• [INSTRUCTION] Reproduce exactly the lines from the one containing "long black wavy" through the last line of the records below, both included, and nothing else.

——

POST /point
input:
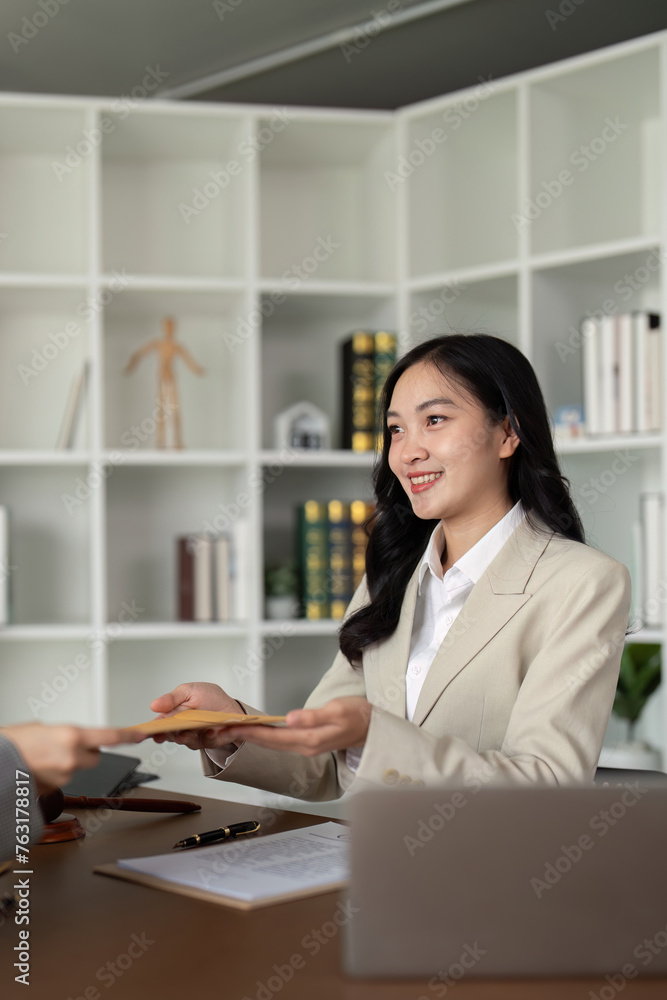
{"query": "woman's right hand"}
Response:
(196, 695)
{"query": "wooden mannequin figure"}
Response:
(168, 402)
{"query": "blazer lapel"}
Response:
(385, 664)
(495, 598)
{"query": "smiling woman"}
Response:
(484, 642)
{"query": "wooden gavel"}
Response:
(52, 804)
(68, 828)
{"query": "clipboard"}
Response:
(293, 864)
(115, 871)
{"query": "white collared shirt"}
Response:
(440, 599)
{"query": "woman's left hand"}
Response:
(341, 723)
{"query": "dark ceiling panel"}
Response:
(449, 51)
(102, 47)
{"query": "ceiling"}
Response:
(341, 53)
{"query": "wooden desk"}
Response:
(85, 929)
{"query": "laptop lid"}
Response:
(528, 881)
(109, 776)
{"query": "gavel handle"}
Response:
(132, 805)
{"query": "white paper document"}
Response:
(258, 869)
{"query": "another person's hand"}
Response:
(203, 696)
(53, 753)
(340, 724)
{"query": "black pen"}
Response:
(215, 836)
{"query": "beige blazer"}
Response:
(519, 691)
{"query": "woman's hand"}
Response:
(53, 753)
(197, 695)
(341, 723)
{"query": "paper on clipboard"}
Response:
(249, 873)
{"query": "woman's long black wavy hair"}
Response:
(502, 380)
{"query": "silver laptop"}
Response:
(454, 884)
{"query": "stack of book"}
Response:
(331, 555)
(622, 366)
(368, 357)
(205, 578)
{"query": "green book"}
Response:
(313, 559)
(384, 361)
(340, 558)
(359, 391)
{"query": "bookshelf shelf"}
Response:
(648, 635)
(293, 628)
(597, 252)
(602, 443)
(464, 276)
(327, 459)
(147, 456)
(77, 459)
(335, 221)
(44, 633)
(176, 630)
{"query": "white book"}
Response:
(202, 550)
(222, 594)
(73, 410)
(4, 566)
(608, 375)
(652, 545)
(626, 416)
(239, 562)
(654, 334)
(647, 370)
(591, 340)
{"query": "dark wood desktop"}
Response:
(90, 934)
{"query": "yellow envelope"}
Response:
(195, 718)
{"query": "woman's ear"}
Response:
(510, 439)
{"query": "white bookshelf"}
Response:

——

• [EXERCISE ANSWER]
{"query": "woman's long black wavy hair"}
Response:
(502, 380)
{"query": "silver laptop"}
Response:
(454, 884)
{"query": "stack of book"}
Response:
(331, 555)
(622, 366)
(368, 357)
(205, 578)
{"query": "green book"}
Response:
(313, 559)
(384, 361)
(340, 558)
(359, 391)
{"query": "bookshelf shelf"}
Response:
(648, 635)
(293, 628)
(597, 252)
(602, 443)
(464, 276)
(327, 459)
(147, 456)
(77, 459)
(335, 221)
(44, 633)
(176, 630)
{"query": "white book"}
Response:
(202, 550)
(222, 594)
(73, 410)
(4, 566)
(608, 375)
(652, 545)
(626, 416)
(239, 562)
(654, 334)
(647, 370)
(591, 340)
{"query": "dark wood desktop"}
Response:
(90, 934)
{"query": "yellow envelope"}
Response:
(195, 718)
{"query": "woman's ear"}
Response:
(510, 439)
{"query": "white bookshelf"}
Response:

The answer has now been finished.